#### [Texto fornecido]
Onde o indivíduo põe sua esperança? Na ciência ou em Deus?

Não há outra escolha, contudo, devemos lembrar que para os que confiam em Deus, a ciência é um instrumento complementar, nunca excludente a fé.

Aos que confiam unicamente na ciência, a possibilidade das vacinas serem ineficazes na proteção ao vírus ou a uma de suas novas variantes agrava a falsa percepção de segurança a que muitos se acostumaram e que faz da “ciência” um deus pré-fabricado sob medida.

Aos que de certa forma confiam em Deus, há um misto de pessimismo “pedagógico” e otimismo.

Pessimismo pedagógico porque o que estamos passando talvez aponte para algo já conhecido, que, semelhante ao que Paulo menciona em Rom 1: 28, pode ser um dos momentos da história em que Deus permite que eventos sigam seu curso natural destrutivo pela insistência do ser humano em desprezar o conhecimento de Deus, no caso, colocar sua esperança apenas no esforço humano - a ciência. Se realmente for isso e, se pela nossa obstinação, fomos entregues “a uma disposição mental reprovável, para praticarmos o que não devemos”, então a perspectiva é sombria, pois sabemos que isso só se reverterá quando houver um pequeno resto que, mudando a mentalidade, poderá receber novamente a graça de Deus para mais uma vez caminhar sob sua proteção.

Otimista porque, ao que crê, a confiança em Deus aponta para realidades intangíveis e superiores que nos eleva a um patamar onde o que vemos e almejamos dá uma ressignificação a nossa existência diante de Deus, independentemente se vivemos sob ameaças e perigos de quaisquer natureza, o que inclui conviver com o vírus. Nisso, experimentaremos algo semelhante ao que Jó experimentou como descrito em Jó 42: 2-6, onde todas as tribulações se dissiparam diante do que ele viu na sua própria ressignificação diante de Deus, quando diz:

“Na verdade, falei do que eu não entendia, coisas que são maravilhosas demais para mim, coisas que eu não conhecia. ...eu te conhecia só de ouvir, mas agora os meus olhos te veem. Por isso me abomino e me arrependo no pó da cinza.”

Notemos que essa ressignificação é algo estranho para a ciência, mas real dentro da experiência religiosa cristã, na verdade, ela constitui a própria condição do cristão autêntico como demonstrado no curso da história onde, mesmo imersos em dificuldades e perseguições, esses cristãos nunca perderam sua fé.

Aplicado a nossos dias, vemos que o mal trazido pelo vírus não pode ser maior que a esperança depositada em Deus de modo a causar apatia e ansiedade desmedida, como nos alerta o próprio Nosso Senhor Jesus Cristo em Mt 6:25-34 ao tratar a realidade daquela época com as necessidades de se alimentar e se vestir e que, referido ao nosso tempo, pode incluir também a necessidade de ter que aprender a conviver com o vírus.

Neste momento crucial de tribulação, o questionamento sobre em quem depositamos nossa esperança nunca fez tanto sentido, principalmente por haver um grande segmento da população que ainda reconhece a necessidade de cultuar a Deus.

#### [Instruções do exercício]
Repita, sem alterar nada, o trecho do texto sobre a esperança na ciência ou em Deus que vai de "Não há outra" até "pré-fabricado sob medida.", incluindo essas palavras. Os dados são um material separado do texto.

#### [Dados de origem]
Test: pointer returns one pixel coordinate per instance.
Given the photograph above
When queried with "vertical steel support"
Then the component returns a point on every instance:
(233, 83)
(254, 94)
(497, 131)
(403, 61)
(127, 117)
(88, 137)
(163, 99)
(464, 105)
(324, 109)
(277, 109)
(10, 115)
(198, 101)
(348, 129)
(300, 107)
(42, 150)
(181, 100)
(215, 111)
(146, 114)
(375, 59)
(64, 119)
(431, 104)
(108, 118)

#### [Problema resolvido]
Não há outra escolha, contudo, devemos lembrar que para os que confiam em Deus, a ciência é um instrumento complementar, nunca excludente a fé.

Aos que confiam unicamente na ciência, a possibilidade das vacinas serem ineficazes na proteção ao vírus ou a uma de suas novas variantes agrava a falsa percepção de segurança a que muitos se acostumaram e que faz da “ciência” um deus pré-fabricado sob medida.